TASK INSTRUCTIONS:
Please copy out all of the data below, including the requests, with every bounding-box coordinate in the answers scaled by 2.15 and rounded to a whole number, with halves rounded up. Leave the pictures out of your answer.

——————————

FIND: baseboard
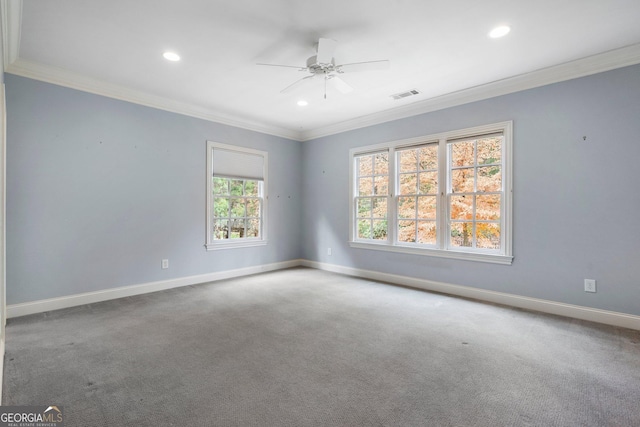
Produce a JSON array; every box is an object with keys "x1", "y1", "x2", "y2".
[
  {"x1": 0, "y1": 338, "x2": 4, "y2": 405},
  {"x1": 7, "y1": 259, "x2": 640, "y2": 332},
  {"x1": 301, "y1": 260, "x2": 640, "y2": 330},
  {"x1": 7, "y1": 260, "x2": 302, "y2": 318}
]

——————————

RESPONSE:
FIND: baseboard
Produce a JSON array; every box is an object with keys "x1", "y1", "x2", "y2".
[
  {"x1": 0, "y1": 727, "x2": 9, "y2": 871},
  {"x1": 15, "y1": 557, "x2": 1376, "y2": 714},
  {"x1": 647, "y1": 559, "x2": 1376, "y2": 710},
  {"x1": 15, "y1": 559, "x2": 649, "y2": 684}
]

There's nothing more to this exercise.